___ Recorded data

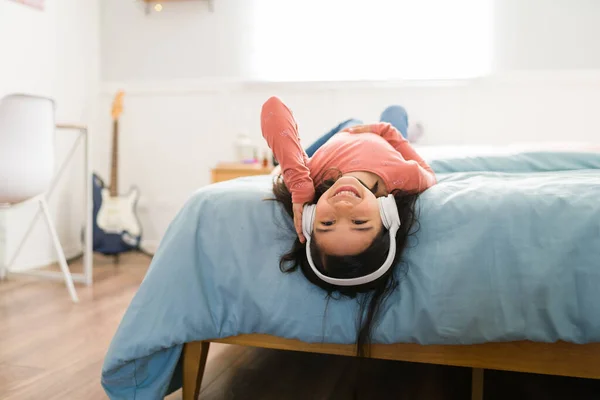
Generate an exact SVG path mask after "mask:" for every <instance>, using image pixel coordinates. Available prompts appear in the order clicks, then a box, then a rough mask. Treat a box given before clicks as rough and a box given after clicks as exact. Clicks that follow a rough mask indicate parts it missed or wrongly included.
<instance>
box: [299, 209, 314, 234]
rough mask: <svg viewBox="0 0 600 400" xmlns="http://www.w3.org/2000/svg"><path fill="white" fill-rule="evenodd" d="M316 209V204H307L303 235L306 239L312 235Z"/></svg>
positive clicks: (303, 221)
mask: <svg viewBox="0 0 600 400" xmlns="http://www.w3.org/2000/svg"><path fill="white" fill-rule="evenodd" d="M316 209H317V206H316V205H315V204H307V205H305V206H304V209H303V211H302V233H303V234H304V237H306V239H309V238H310V237H311V235H312V229H313V225H314V222H315V211H316Z"/></svg>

______

#### What you have to do
Reproduce the material above word for word, but omit the picture.

#### Task answer
Generate an exact SVG path mask after "mask:" for every <instance>, using image pixel coordinates. Available prompts appear in the order clicks, then a box, then a rough mask. Treat a box given before clicks as rough and a box given after clicks as exact. Clicks that follow a rough mask indicate parts it missed or wrongly included.
<instance>
box: [299, 209, 314, 234]
rough mask: <svg viewBox="0 0 600 400" xmlns="http://www.w3.org/2000/svg"><path fill="white" fill-rule="evenodd" d="M316 209V204H307L303 235L306 239L312 235Z"/></svg>
positive clicks: (303, 221)
mask: <svg viewBox="0 0 600 400" xmlns="http://www.w3.org/2000/svg"><path fill="white" fill-rule="evenodd" d="M316 209H317V206H316V205H315V204H307V205H305V206H304V209H303V211H302V233H303V234H304V237H306V239H309V238H310V237H311V235H312V229H313V225H314V222H315V211H316Z"/></svg>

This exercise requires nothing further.